Begin
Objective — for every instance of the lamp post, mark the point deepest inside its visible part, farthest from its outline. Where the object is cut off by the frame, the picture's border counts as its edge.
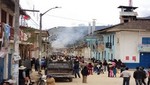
(40, 36)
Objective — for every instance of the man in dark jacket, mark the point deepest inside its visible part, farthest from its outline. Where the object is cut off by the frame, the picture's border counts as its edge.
(138, 76)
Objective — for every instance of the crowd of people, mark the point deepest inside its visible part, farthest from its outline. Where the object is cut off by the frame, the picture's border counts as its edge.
(83, 68)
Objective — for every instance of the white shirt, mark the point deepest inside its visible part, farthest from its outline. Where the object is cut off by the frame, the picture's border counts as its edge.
(126, 73)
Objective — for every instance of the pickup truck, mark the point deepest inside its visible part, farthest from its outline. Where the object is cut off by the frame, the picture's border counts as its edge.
(60, 69)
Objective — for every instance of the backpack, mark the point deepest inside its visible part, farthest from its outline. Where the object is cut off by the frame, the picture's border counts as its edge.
(149, 73)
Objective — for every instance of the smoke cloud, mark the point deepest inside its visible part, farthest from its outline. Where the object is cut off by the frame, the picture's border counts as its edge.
End
# Description of the task:
Please copy every entry above word for word, leaving out the pictures.

# Solution to the exercise:
Objective — for every instance of the lamp post, mark the point deepest inside its visible part, farthest from its outline. Where the object is cut off by the frame, the picture's border counts as its edge.
(40, 36)
Objective — for every instance of the man in dark jacket, mark the point deepest inside its visible part, farthest from its outline. Where the object is cut off by the frame, the picture's border counts as its edge.
(138, 76)
Objective — for every instance of the crowd of people, mark the point deepest inside its visible part, farthest from its outline. Where the object is cut off by the frame, the picture's border counts as its edge.
(83, 68)
Objective — for every instance of the white shirt, mark the point deepest inside its visible part, farthest from its outline. Where the object is cut off by the frame, the picture's border counts as its edge.
(126, 73)
Objective — for every instance of the pickup truck, mark the point deepest inside its visible part, farthest from its outline. Where the object is cut off by the frame, the picture's border counts as its edge.
(60, 69)
Objective — for every instance of the backpack, mark the point deepest inside its visible part, farthest from its outline. Where the object is cut off by the frame, the picture's border counts as its edge.
(149, 73)
Objective — for every instance of the smoke cloud, mark the point deepest inside its visible part, farthest from its outline. Where the object is cut off by the frame, the picture's border counts as its edge.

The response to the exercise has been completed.